Exercise requirements: Transcribe the lines word for word, beginning with the line that contains "Place one point per instance of the snow on" and going on through the final line of the items.

Excerpts from location labeling data:
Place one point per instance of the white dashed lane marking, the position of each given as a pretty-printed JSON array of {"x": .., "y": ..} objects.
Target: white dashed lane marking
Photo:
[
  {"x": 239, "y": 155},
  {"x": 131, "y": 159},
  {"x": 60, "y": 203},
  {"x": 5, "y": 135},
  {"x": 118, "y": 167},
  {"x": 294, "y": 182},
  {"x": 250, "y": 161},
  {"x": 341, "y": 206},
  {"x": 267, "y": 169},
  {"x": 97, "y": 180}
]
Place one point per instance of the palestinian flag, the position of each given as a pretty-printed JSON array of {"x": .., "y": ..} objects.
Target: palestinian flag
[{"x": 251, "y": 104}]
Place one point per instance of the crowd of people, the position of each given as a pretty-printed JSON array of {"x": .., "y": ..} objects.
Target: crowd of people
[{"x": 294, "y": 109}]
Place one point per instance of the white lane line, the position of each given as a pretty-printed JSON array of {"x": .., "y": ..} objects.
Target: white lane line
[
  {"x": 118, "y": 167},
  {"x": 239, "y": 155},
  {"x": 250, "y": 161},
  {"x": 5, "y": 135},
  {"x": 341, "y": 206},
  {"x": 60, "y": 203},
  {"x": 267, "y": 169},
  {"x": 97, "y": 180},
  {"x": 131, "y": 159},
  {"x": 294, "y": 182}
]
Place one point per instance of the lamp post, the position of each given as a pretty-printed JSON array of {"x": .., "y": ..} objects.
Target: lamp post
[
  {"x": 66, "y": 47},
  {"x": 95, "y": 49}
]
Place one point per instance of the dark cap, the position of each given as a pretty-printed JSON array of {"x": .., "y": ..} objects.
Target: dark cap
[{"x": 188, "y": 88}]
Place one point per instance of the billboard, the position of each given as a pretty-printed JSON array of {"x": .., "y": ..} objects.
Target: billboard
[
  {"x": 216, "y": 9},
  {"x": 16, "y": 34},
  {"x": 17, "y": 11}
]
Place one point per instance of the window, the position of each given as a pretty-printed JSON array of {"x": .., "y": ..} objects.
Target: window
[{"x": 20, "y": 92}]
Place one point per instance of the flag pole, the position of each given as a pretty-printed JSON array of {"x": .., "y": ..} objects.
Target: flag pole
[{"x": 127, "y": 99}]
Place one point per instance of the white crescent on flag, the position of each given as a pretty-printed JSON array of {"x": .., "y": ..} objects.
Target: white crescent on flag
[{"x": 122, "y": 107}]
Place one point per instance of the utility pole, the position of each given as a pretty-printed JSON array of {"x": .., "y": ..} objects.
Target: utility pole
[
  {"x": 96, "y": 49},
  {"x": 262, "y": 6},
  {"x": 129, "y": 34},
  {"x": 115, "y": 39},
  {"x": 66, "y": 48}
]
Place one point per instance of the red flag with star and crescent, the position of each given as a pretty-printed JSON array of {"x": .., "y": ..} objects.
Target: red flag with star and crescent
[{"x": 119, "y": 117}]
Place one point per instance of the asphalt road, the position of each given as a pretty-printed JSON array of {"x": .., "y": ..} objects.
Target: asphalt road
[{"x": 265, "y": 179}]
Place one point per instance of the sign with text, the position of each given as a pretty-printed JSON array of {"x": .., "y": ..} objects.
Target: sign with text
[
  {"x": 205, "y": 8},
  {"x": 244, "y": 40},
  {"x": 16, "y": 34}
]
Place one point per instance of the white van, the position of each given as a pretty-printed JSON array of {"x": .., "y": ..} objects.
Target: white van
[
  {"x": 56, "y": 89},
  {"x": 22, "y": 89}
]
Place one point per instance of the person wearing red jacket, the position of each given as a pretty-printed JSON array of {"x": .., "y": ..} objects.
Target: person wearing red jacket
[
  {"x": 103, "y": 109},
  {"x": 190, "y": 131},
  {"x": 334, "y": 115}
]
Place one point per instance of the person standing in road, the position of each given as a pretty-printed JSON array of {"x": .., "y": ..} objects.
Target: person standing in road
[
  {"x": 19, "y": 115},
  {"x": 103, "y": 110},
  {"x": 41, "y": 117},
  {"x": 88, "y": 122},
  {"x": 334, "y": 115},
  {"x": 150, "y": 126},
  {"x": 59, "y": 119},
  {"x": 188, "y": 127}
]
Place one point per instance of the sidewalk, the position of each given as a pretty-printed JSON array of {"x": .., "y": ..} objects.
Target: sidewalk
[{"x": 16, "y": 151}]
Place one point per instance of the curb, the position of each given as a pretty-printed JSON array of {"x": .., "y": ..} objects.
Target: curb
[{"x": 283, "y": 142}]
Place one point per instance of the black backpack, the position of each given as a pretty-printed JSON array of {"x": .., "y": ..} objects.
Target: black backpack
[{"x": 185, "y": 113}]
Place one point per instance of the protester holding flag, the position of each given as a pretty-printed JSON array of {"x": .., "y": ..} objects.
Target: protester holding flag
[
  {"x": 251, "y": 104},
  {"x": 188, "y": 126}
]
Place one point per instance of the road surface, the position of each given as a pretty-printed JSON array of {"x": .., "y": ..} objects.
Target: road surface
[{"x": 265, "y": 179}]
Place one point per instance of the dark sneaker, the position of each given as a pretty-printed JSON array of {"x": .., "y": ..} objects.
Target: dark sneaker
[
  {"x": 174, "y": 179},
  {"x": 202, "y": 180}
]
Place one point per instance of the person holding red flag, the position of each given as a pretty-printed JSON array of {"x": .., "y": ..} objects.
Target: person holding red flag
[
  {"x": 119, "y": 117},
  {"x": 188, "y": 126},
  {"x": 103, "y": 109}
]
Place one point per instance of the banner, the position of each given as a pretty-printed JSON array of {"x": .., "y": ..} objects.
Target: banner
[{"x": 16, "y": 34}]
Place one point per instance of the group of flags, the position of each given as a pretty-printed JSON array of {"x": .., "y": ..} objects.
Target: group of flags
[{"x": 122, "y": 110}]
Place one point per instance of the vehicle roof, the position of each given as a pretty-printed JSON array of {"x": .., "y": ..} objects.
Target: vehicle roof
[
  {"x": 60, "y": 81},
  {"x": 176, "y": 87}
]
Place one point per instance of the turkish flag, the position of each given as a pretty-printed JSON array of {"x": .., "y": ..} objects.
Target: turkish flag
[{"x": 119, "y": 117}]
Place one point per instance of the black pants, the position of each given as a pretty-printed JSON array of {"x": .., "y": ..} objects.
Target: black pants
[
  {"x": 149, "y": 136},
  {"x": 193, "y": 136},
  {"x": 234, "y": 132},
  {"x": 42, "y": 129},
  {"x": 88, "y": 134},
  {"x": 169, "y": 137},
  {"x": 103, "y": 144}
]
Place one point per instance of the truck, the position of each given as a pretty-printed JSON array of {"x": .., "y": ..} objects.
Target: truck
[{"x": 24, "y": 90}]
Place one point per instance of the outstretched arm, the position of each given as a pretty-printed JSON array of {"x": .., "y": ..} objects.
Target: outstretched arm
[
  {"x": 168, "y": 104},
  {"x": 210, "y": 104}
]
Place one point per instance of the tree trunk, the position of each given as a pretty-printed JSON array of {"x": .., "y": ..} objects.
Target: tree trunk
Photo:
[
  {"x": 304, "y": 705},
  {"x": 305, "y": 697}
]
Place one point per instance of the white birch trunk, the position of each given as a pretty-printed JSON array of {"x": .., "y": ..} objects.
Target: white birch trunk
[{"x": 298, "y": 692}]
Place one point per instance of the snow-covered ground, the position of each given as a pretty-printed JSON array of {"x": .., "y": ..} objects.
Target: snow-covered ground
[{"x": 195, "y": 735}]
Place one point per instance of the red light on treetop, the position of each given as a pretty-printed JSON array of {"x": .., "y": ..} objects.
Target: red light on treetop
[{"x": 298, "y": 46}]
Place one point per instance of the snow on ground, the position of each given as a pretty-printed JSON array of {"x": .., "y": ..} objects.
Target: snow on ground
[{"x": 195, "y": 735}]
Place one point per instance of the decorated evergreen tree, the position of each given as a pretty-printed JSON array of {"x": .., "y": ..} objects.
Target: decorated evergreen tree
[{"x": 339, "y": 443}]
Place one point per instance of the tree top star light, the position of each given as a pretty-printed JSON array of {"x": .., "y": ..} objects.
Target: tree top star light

Response to the exercise:
Place one point per instance of the snow on ground, the position of each given as a pretty-printed JSON array of {"x": .., "y": ..} objects.
Target: snow on ground
[{"x": 195, "y": 735}]
Place one point per instance of the decorated evergreen tree, the position of each given as a pretty-printed JSON array of {"x": .., "y": ..} objects.
Target: decorated evergreen tree
[{"x": 339, "y": 443}]
Place one point per instance of the tree top star light, the position of each given as a pretty-printed JSON array of {"x": .., "y": ..} objects.
Target: tree top star light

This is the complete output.